=== Tugas Wajib ===
- a) Tolong tentukan apakah setiap pernyataan berikut sesuai dengan bacaan tentang kawasan Plat K. Jawab ya atau tidak dan kutip kata-kata penentunya tanpa diubah: (i) Kudus adalah satu-satunya wilayah berstatus kota di kawasan ini; (ii) PDRB Kudus terbesar kedua di Jawa Tengah; (iii) investasi asing sudah mulai masuk di Jepara, Kudus, dan Rembang.
- b) Menurut bacaan tentang kawasan Plat K, apa yang menjadi titik kuat ekonomi industri wilayah itu, dan apa yang disebut sebagai jantung pergerakan ekonominya? Jelaskan dalam satu sampai tiga kalimat.

━━━━━ Bacaan ━━━━━

Kita lanjut dulu ke kawasan Plat K,yaitu Demak, Kudus, Jepara,Pati, Rembang, Blora dan Grobogan. Status Kota hanya dimiliki oleh Kudus, tapi jangan salah PDRB Kudus ini terbesar ketiga di Jawa Tengah yaitu sebesar Rp 97.5 Triliun. Wilayah ini adalah cerminan kawasan yang dominan rural. Keberadaan Kudus sebagai Kota Kretek dan Blok Cepu menjadi salah satu titik kuat ekonomi Industri di wilayah ini, beberapa Investasi asing juga telah mulai masuk di wilayah Jepara, Kudus, dan Rembang, dukungan Sarana Transportasi di jalur Pantura sudah pasti adalah jantung pergerakan ekonomi di wilayah ini. Adanya kawasan Konservasi Kepulauan Karimun Jawa juga menjadi ciri khas menarik wilayah ini, Kekuatan Wisata Alam, dukungan peningkatan dermaga dan kapal dengan tujuan wisata Karimun masih perlu ditambah.

━━━━━ Catatan Data ━━━━━

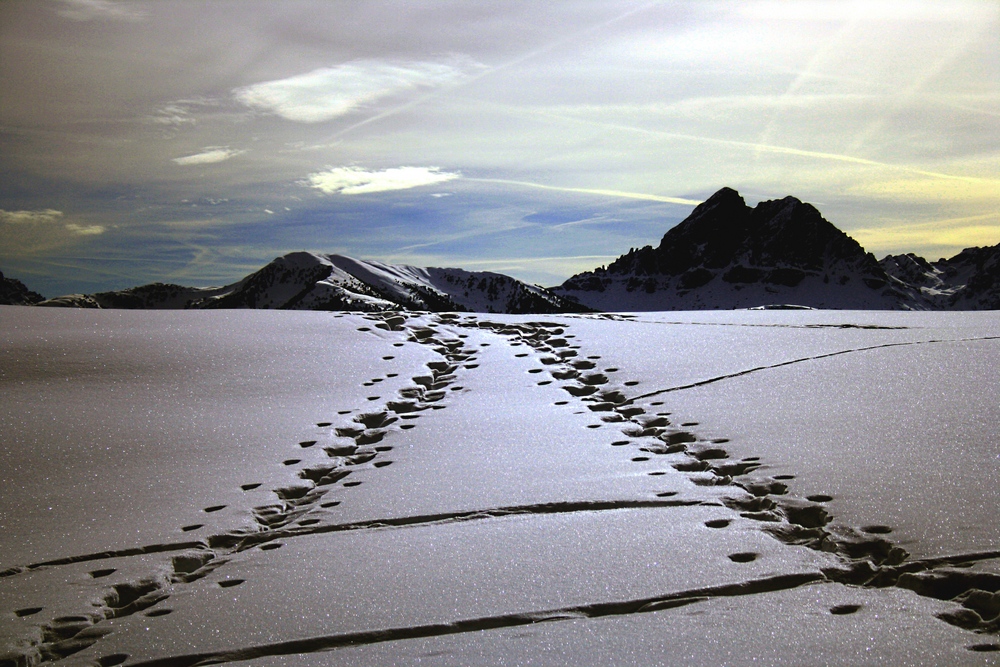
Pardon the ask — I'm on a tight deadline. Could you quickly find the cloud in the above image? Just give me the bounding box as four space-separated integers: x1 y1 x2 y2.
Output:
66 222 107 236
173 146 246 166
56 0 145 21
849 213 1000 259
233 60 470 123
469 178 701 206
0 208 63 225
304 167 461 195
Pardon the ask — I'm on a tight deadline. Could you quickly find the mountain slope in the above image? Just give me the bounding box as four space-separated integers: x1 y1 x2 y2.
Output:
879 244 1000 310
41 252 580 314
552 188 929 311
0 271 45 306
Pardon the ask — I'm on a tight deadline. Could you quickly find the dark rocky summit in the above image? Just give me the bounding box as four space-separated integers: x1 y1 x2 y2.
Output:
0 271 45 306
553 188 914 310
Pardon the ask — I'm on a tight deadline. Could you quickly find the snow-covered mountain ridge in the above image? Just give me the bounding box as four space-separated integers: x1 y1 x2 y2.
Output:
9 188 1000 314
552 188 1000 311
41 252 586 314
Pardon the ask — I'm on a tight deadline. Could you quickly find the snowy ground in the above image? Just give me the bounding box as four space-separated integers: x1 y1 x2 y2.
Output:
0 307 1000 667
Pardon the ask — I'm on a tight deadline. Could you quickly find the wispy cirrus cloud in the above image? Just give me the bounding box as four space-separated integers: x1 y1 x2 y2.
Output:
172 146 246 166
233 59 481 123
56 0 146 21
66 222 108 236
0 208 63 225
0 208 107 236
303 167 461 195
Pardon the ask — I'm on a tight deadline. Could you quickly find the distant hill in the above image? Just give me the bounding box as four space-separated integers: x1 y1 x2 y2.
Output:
879 244 1000 310
0 271 45 306
40 252 581 314
23 188 1000 314
551 188 1000 311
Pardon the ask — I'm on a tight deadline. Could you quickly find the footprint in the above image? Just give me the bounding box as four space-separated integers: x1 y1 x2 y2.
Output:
728 551 760 563
969 644 1000 653
861 525 892 535
14 607 45 618
830 604 861 616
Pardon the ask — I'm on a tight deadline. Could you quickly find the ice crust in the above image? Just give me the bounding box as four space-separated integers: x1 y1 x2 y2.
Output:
0 307 1000 667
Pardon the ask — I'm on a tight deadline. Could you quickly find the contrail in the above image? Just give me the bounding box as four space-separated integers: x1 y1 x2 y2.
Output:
517 109 998 184
463 178 701 206
323 0 661 143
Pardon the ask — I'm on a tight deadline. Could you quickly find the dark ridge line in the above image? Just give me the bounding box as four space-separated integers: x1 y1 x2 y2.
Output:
241 499 705 548
562 311 926 331
623 336 1000 405
0 540 209 578
130 572 827 667
0 499 704 577
894 549 1000 570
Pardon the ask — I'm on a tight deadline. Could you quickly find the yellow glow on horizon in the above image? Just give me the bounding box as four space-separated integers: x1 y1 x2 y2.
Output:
848 212 1000 259
849 175 1000 202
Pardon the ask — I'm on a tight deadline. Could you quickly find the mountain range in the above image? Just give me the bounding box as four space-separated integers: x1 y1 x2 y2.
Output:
0 188 1000 313
552 188 1000 311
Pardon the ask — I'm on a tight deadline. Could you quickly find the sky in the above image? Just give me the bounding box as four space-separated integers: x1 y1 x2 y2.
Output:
0 0 1000 297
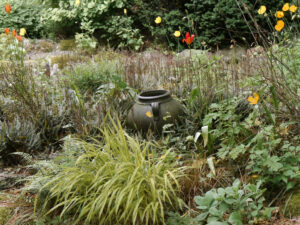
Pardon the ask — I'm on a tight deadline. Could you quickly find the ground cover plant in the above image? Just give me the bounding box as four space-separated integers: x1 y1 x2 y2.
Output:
0 0 300 225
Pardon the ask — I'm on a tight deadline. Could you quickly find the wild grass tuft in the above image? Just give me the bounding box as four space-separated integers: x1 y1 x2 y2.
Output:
36 118 185 225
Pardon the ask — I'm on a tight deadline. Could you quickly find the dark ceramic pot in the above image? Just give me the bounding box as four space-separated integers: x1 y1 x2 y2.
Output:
127 90 184 132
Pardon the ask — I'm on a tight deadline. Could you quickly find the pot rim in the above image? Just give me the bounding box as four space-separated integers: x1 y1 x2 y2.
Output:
138 90 171 101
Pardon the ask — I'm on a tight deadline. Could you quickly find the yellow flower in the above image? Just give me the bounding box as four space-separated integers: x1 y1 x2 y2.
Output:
154 16 161 24
174 30 180 37
282 3 290 11
20 28 26 36
146 111 153 118
275 11 284 19
290 5 298 12
275 20 284 32
248 92 259 105
257 5 267 15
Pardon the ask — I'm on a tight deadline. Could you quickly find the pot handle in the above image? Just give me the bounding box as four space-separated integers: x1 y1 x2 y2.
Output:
151 102 159 120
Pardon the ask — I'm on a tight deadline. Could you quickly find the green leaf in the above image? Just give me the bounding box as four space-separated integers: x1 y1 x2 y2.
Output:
196 212 209 221
228 211 243 225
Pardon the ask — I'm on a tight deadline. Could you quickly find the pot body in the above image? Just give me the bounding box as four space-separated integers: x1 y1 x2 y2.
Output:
127 90 184 132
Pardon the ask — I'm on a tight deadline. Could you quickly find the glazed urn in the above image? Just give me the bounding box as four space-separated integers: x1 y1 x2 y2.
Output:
127 90 184 132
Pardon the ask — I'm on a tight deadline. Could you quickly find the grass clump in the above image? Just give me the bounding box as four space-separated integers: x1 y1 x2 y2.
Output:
51 54 89 69
34 118 185 224
69 61 122 93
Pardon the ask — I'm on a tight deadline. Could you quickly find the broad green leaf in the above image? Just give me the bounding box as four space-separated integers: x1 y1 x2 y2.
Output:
228 211 243 225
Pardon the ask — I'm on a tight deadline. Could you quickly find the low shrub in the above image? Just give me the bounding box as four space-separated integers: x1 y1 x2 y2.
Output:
195 180 276 225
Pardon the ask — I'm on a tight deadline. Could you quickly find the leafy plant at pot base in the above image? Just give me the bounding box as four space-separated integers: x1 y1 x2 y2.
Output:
203 99 300 193
203 98 252 156
195 179 276 225
245 126 300 191
34 118 185 224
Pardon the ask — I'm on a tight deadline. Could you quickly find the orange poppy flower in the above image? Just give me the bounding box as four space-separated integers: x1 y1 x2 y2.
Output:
248 92 259 105
4 27 9 34
16 35 22 42
5 4 11 14
182 32 195 45
290 5 298 13
11 29 17 36
275 11 284 19
282 3 290 11
275 20 284 32
146 111 153 118
257 5 267 15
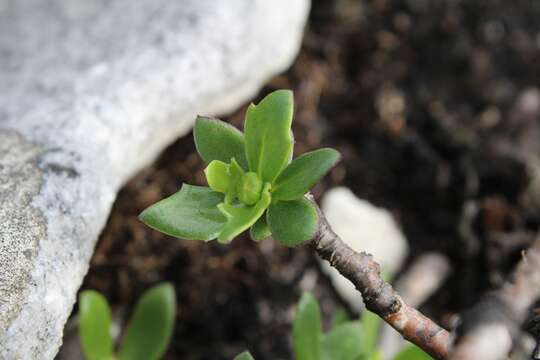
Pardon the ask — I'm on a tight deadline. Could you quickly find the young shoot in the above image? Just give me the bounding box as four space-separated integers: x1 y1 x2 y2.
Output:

━━━━━

=== Jawaban ===
- a)
(i) Ya: "Status Kota hanya dimiliki oleh Kudus".
(ii) Tidak: "PDRB Kudus ini terbesar ketiga di Jawa Tengah".
(iii) Ya: "beberapa Investasi asing juga telah mulai masuk di wilayah Jepara, Kudus, dan Rembang".

- b) Keberadaan Kudus sebagai Kota Kretek dan Blok Cepu menjadi salah satu titik kuat ekonomi industri di wilayah ini. Dukungan sarana transportasi di jalur Pantura disebut sebagai jantung pergerakan ekonominya.